→ Supplied material:
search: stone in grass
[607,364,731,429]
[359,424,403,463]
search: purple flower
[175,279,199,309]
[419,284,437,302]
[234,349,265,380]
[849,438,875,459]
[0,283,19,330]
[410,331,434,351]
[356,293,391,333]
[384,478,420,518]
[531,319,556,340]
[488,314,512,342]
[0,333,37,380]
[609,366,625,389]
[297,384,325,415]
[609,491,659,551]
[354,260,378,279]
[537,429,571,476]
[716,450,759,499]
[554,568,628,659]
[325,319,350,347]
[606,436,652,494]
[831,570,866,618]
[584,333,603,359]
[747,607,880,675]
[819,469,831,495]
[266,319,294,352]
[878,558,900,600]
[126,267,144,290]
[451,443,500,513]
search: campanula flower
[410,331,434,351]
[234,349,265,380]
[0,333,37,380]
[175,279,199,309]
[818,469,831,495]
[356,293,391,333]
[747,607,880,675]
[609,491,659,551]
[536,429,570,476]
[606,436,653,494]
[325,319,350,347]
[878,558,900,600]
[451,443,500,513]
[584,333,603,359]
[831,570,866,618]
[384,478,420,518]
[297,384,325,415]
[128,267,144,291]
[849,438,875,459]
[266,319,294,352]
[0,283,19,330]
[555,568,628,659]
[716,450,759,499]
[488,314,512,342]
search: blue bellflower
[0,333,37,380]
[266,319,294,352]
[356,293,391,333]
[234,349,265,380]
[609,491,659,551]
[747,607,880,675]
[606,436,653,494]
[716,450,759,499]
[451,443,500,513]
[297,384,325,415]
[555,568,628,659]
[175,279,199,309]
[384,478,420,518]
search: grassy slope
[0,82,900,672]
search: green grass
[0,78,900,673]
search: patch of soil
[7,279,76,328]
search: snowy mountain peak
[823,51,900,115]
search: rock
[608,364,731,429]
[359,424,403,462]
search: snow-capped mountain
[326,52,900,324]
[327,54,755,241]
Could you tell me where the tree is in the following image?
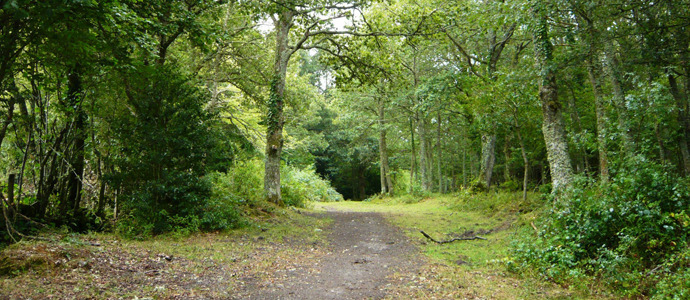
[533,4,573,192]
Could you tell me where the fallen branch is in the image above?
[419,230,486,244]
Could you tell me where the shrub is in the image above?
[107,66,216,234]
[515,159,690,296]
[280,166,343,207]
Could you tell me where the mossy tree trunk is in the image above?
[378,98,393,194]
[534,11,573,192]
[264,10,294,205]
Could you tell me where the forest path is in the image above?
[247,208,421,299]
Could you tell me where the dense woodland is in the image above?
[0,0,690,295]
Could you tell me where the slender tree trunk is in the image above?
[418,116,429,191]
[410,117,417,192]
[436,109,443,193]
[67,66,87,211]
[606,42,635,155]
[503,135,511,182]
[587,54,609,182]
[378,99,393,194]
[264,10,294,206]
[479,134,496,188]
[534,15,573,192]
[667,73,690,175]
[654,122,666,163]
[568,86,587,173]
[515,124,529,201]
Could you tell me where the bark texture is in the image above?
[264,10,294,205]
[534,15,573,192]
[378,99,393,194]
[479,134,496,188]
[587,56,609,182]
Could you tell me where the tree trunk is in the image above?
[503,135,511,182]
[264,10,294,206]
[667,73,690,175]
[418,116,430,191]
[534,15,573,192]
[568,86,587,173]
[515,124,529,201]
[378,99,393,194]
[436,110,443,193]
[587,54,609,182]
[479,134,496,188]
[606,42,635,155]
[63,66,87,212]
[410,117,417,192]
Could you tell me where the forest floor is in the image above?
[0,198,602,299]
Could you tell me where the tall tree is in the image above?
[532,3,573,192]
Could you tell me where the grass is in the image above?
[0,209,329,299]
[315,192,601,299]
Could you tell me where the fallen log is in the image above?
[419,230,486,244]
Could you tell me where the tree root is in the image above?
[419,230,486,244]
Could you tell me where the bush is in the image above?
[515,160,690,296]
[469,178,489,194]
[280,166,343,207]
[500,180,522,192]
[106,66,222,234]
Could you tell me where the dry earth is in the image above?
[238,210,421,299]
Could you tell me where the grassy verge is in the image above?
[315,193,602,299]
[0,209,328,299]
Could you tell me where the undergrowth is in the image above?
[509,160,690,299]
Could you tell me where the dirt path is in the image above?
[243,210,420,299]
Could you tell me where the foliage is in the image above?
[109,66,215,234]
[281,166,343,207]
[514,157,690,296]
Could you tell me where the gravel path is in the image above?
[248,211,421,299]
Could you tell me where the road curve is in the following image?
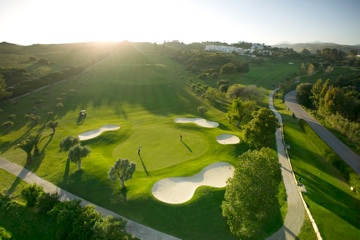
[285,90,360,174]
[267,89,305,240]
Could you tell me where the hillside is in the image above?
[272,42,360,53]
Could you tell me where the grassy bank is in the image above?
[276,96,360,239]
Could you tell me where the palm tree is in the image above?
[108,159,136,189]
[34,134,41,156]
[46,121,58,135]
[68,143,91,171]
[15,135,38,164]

→ Exercise prompt: Copy out the records verbatim, starting with the line that contains "Could you tell me where the grassy verge" and continuing through the line that contains "[514,157,690,296]", both included.

→ Response for this exercise:
Could you tell me where the grassy verge is in the image above?
[315,193,602,299]
[0,209,328,299]
Could you tell me where the undergrowth is in the image above?
[509,160,690,299]
Could you tell me where the dirt path is in the image above?
[243,210,420,299]
Could you tell me where the foliage is in the image above?
[109,66,215,234]
[281,166,343,207]
[514,157,690,296]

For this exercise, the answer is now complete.